Task directions: Please rewrite the material as a two-column CSV with the headers text and answer, beginning at the line that contains "find the small" and stopping after the line that contains "left=321, top=506, right=345, bottom=546". Give each text and its answer one row, and put each in a single quoted field with line breaks turned into spaces.
* BEGIN Supplied information *
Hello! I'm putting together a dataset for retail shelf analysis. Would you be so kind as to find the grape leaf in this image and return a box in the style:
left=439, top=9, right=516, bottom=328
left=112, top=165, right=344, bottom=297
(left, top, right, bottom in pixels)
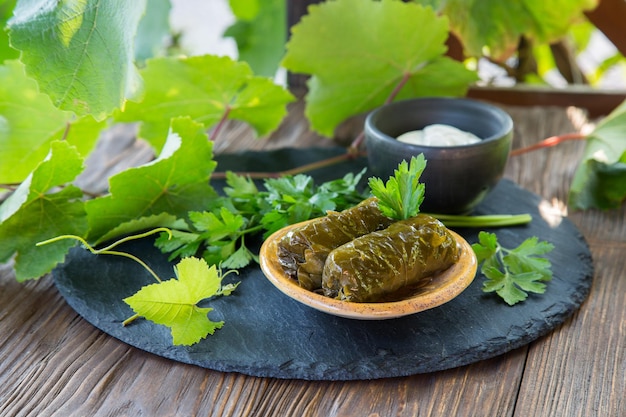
left=85, top=118, right=216, bottom=241
left=124, top=258, right=231, bottom=346
left=116, top=55, right=293, bottom=149
left=568, top=101, right=626, bottom=209
left=9, top=0, right=146, bottom=120
left=282, top=0, right=477, bottom=136
left=0, top=141, right=87, bottom=281
left=224, top=0, right=287, bottom=77
left=0, top=61, right=104, bottom=184
left=434, top=0, right=599, bottom=61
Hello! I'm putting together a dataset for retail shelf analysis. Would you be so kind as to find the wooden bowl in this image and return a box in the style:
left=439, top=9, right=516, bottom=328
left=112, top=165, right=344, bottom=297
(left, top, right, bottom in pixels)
left=259, top=219, right=477, bottom=320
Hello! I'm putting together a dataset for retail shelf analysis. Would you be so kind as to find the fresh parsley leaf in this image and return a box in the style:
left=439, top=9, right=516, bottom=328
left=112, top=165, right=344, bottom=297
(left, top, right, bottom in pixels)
left=124, top=258, right=234, bottom=346
left=156, top=169, right=366, bottom=269
left=369, top=154, right=426, bottom=220
left=472, top=232, right=554, bottom=305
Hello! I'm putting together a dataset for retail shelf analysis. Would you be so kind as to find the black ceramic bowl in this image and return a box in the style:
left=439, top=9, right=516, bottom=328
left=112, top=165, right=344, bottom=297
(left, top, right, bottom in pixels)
left=365, top=98, right=513, bottom=213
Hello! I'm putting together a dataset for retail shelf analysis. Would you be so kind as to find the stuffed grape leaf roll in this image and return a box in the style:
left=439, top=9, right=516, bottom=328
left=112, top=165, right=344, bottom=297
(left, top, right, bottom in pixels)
left=322, top=214, right=460, bottom=302
left=278, top=198, right=393, bottom=291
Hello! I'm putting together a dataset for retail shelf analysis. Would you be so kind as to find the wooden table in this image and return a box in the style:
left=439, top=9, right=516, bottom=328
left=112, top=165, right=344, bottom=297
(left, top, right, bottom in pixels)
left=0, top=104, right=626, bottom=417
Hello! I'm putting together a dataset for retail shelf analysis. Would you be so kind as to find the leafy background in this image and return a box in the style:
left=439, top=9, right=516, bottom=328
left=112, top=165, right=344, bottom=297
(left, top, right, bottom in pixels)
left=0, top=0, right=626, bottom=280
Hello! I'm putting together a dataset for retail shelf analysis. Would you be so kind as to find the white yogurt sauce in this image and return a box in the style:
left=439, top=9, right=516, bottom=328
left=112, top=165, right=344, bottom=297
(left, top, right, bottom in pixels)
left=397, top=124, right=480, bottom=146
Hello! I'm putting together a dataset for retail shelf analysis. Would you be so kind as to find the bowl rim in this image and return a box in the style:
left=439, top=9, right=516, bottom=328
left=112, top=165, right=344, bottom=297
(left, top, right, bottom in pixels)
left=364, top=97, right=513, bottom=152
left=259, top=220, right=478, bottom=320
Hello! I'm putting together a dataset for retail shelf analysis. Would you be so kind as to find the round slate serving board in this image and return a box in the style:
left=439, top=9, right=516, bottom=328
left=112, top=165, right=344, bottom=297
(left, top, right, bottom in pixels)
left=53, top=148, right=593, bottom=380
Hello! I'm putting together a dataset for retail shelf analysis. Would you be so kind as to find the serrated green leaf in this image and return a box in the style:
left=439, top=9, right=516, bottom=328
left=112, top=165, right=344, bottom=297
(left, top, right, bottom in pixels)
left=568, top=101, right=626, bottom=210
left=9, top=0, right=146, bottom=120
left=115, top=55, right=293, bottom=149
left=124, top=258, right=224, bottom=345
left=0, top=142, right=87, bottom=281
left=86, top=118, right=216, bottom=242
left=282, top=0, right=477, bottom=136
left=224, top=0, right=287, bottom=77
left=369, top=154, right=426, bottom=220
left=0, top=61, right=104, bottom=184
left=436, top=0, right=598, bottom=60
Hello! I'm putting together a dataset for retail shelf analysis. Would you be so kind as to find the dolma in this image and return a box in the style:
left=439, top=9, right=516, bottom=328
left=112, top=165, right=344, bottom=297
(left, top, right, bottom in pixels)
left=322, top=214, right=460, bottom=302
left=278, top=198, right=393, bottom=291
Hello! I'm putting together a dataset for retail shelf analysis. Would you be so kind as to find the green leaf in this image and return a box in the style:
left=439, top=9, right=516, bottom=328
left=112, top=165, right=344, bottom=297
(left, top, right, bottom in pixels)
left=224, top=0, right=287, bottom=77
left=282, top=0, right=477, bottom=136
left=568, top=101, right=626, bottom=209
left=86, top=118, right=216, bottom=241
left=436, top=0, right=598, bottom=60
left=472, top=232, right=554, bottom=305
left=124, top=258, right=230, bottom=346
left=0, top=0, right=20, bottom=64
left=0, top=142, right=87, bottom=281
left=116, top=55, right=293, bottom=149
left=99, top=213, right=187, bottom=242
left=369, top=154, right=426, bottom=220
left=0, top=61, right=104, bottom=184
left=9, top=0, right=146, bottom=120
left=222, top=245, right=255, bottom=269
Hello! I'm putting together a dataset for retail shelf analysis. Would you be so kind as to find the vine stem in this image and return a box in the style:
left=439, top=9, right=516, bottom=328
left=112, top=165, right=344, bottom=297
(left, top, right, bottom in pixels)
left=35, top=227, right=172, bottom=282
left=510, top=132, right=587, bottom=156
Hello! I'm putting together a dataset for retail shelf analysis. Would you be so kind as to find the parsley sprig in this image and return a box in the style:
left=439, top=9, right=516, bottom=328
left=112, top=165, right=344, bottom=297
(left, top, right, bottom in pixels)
left=472, top=232, right=554, bottom=305
left=369, top=154, right=426, bottom=220
left=156, top=170, right=367, bottom=269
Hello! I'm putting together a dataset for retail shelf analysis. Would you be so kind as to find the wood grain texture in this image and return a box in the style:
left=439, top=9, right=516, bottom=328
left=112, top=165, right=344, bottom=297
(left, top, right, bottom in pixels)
left=0, top=104, right=626, bottom=417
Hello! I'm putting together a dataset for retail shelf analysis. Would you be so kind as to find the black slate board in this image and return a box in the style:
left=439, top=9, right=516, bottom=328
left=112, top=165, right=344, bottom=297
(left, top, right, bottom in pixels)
left=53, top=149, right=593, bottom=380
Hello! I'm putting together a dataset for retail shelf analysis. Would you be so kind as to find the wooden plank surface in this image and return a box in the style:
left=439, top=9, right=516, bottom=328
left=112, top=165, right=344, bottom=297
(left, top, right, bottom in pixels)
left=0, top=104, right=626, bottom=417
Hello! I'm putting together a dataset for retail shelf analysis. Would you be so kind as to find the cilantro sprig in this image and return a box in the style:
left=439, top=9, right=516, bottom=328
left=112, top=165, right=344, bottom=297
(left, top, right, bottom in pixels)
left=472, top=232, right=554, bottom=305
left=369, top=154, right=426, bottom=220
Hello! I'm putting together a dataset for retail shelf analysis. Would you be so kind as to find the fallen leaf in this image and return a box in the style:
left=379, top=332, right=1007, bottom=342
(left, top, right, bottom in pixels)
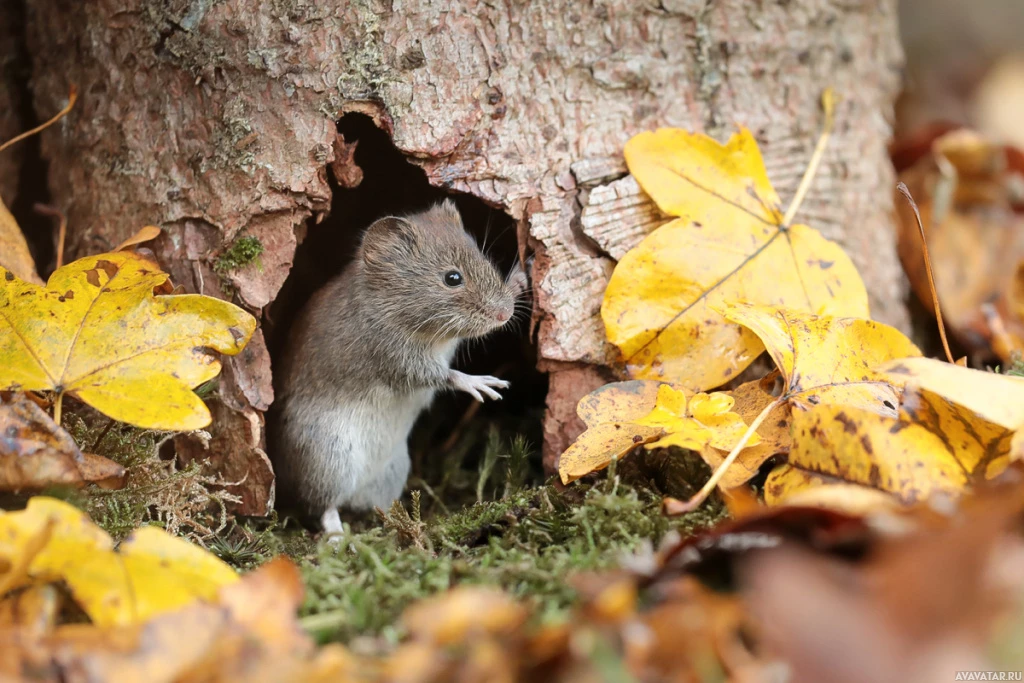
left=0, top=393, right=125, bottom=492
left=700, top=371, right=793, bottom=490
left=558, top=380, right=665, bottom=483
left=601, top=129, right=868, bottom=390
left=558, top=380, right=760, bottom=483
left=636, top=384, right=761, bottom=451
left=878, top=358, right=1024, bottom=430
left=114, top=225, right=161, bottom=251
left=558, top=422, right=665, bottom=483
left=0, top=497, right=238, bottom=627
left=0, top=193, right=43, bottom=285
left=69, top=526, right=238, bottom=627
left=724, top=304, right=921, bottom=417
left=2, top=558, right=344, bottom=683
left=738, top=486, right=1024, bottom=683
left=896, top=129, right=1024, bottom=361
left=765, top=386, right=1012, bottom=510
left=0, top=252, right=256, bottom=430
left=0, top=585, right=60, bottom=638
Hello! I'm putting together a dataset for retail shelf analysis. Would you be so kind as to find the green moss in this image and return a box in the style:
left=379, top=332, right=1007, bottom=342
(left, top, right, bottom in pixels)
left=297, top=479, right=723, bottom=642
left=213, top=234, right=263, bottom=275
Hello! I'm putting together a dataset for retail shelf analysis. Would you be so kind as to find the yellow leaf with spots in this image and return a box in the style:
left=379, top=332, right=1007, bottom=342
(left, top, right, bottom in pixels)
left=879, top=358, right=1024, bottom=429
left=601, top=129, right=868, bottom=390
left=700, top=372, right=793, bottom=490
left=558, top=380, right=678, bottom=483
left=558, top=380, right=760, bottom=483
left=765, top=386, right=1013, bottom=507
left=0, top=252, right=256, bottom=430
left=63, top=526, right=238, bottom=626
left=636, top=384, right=760, bottom=451
left=723, top=304, right=921, bottom=417
left=0, top=497, right=238, bottom=626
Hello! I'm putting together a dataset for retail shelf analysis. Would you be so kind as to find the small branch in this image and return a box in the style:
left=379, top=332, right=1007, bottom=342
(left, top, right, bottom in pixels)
left=32, top=204, right=68, bottom=268
left=0, top=85, right=78, bottom=152
left=896, top=182, right=956, bottom=365
left=782, top=88, right=837, bottom=225
left=662, top=396, right=785, bottom=515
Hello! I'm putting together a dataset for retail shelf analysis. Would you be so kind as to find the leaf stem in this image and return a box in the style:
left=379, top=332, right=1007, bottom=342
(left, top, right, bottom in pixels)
left=782, top=88, right=837, bottom=225
left=0, top=85, right=78, bottom=152
left=896, top=182, right=956, bottom=365
left=663, top=396, right=785, bottom=515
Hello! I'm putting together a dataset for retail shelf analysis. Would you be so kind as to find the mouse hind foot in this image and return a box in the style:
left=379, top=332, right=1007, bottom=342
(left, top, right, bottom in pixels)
left=321, top=506, right=345, bottom=546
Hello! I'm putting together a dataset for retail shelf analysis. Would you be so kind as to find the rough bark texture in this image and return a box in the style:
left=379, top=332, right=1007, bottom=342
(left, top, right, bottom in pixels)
left=0, top=2, right=24, bottom=207
left=22, top=0, right=904, bottom=512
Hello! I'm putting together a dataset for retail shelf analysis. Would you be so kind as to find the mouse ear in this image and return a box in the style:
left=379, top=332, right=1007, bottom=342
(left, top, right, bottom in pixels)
left=360, top=216, right=416, bottom=264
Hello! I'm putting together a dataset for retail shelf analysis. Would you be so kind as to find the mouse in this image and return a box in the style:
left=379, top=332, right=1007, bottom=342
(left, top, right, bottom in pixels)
left=272, top=200, right=527, bottom=541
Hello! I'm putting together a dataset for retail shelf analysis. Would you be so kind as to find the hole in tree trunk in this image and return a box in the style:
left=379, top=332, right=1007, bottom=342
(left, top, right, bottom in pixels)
left=264, top=114, right=547, bottom=518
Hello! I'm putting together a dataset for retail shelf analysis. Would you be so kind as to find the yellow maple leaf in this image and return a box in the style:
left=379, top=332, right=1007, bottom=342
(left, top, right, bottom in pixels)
left=0, top=252, right=256, bottom=430
left=879, top=358, right=1024, bottom=430
left=558, top=380, right=665, bottom=483
left=0, top=497, right=238, bottom=626
left=723, top=304, right=921, bottom=416
left=765, top=386, right=1012, bottom=510
left=667, top=303, right=921, bottom=512
left=700, top=372, right=793, bottom=489
left=636, top=384, right=760, bottom=451
left=558, top=380, right=760, bottom=483
left=601, top=122, right=868, bottom=390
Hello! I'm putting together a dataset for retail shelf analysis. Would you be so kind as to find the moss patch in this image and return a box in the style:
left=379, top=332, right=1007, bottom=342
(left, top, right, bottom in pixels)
left=213, top=234, right=264, bottom=275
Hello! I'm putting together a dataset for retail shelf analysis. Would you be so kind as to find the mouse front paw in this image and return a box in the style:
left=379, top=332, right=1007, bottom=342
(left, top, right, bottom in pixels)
left=449, top=370, right=509, bottom=403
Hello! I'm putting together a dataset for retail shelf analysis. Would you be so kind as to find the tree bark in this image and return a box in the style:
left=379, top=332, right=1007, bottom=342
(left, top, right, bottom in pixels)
left=29, top=0, right=905, bottom=513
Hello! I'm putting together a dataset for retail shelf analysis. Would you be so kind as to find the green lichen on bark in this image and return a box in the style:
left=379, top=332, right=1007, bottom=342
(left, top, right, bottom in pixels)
left=213, top=234, right=264, bottom=275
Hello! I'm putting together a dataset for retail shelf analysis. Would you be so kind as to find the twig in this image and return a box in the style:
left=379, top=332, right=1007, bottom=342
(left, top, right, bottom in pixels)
left=32, top=204, right=68, bottom=268
left=662, top=396, right=785, bottom=515
left=896, top=182, right=956, bottom=365
left=0, top=85, right=78, bottom=152
left=90, top=418, right=114, bottom=453
left=782, top=88, right=837, bottom=225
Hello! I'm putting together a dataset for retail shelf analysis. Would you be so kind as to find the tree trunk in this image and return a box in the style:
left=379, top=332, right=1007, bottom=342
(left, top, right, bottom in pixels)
left=19, top=0, right=905, bottom=513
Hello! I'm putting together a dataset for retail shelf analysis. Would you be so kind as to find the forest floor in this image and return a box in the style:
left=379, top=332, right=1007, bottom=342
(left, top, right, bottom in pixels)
left=47, top=415, right=725, bottom=652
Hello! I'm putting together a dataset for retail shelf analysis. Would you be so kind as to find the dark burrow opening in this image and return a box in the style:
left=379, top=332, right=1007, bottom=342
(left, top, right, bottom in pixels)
left=263, top=114, right=547, bottom=513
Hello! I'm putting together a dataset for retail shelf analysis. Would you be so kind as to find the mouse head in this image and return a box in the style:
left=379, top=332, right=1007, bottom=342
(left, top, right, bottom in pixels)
left=359, top=200, right=517, bottom=341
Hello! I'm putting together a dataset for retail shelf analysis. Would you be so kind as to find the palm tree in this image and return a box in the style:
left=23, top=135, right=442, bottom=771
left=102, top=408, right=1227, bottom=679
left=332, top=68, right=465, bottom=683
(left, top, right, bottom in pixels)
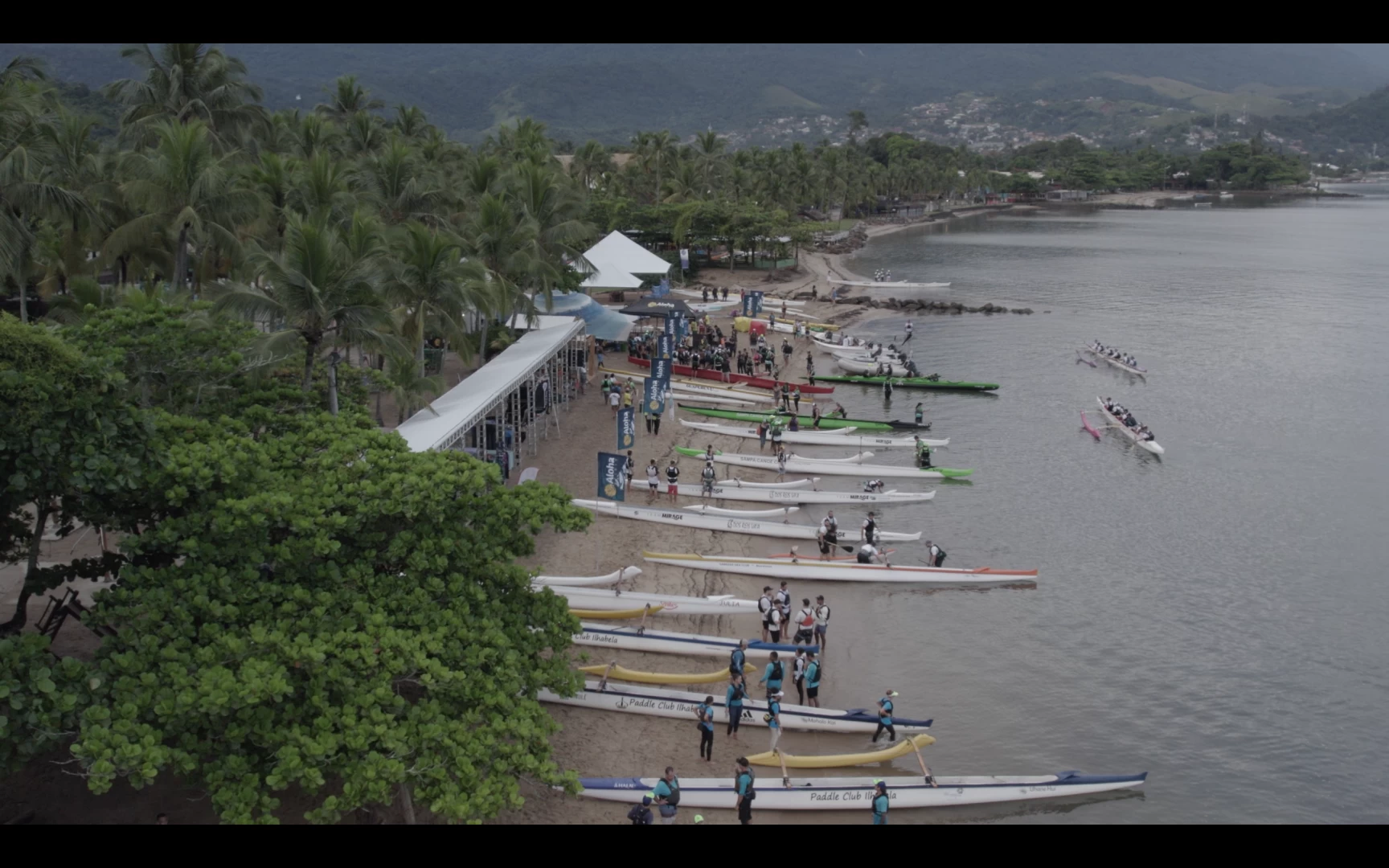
* END Supplied information *
Output for this task:
text,answer
"Hello! I'm putting together a dataset for retail shelf analysis. Would you be so kind as to find the small branch in this image and return a box in the style: left=379, top=332, right=1007, bottom=342 (left, top, right, bottom in pixels)","left=32, top=204, right=68, bottom=268 left=0, top=85, right=78, bottom=152 left=896, top=182, right=956, bottom=365 left=782, top=88, right=837, bottom=225 left=662, top=396, right=785, bottom=515"
"Hello! I'm putting together a dataset for retail shelf analysis. Would you be so kind as to find the leaf stem in this image and return a box in the style: left=379, top=332, right=1007, bottom=342 (left, top, right, bottom in pixels)","left=782, top=88, right=837, bottom=225 left=0, top=85, right=78, bottom=152 left=896, top=182, right=956, bottom=365 left=663, top=396, right=785, bottom=515"
"Hello! I'm putting together a dataset for retail shelf analysis. Would you be so kind as to find the mouse hind foot in this image and return a box in the style: left=379, top=332, right=1007, bottom=342 (left, top, right, bottom in pixels)","left=321, top=506, right=345, bottom=546"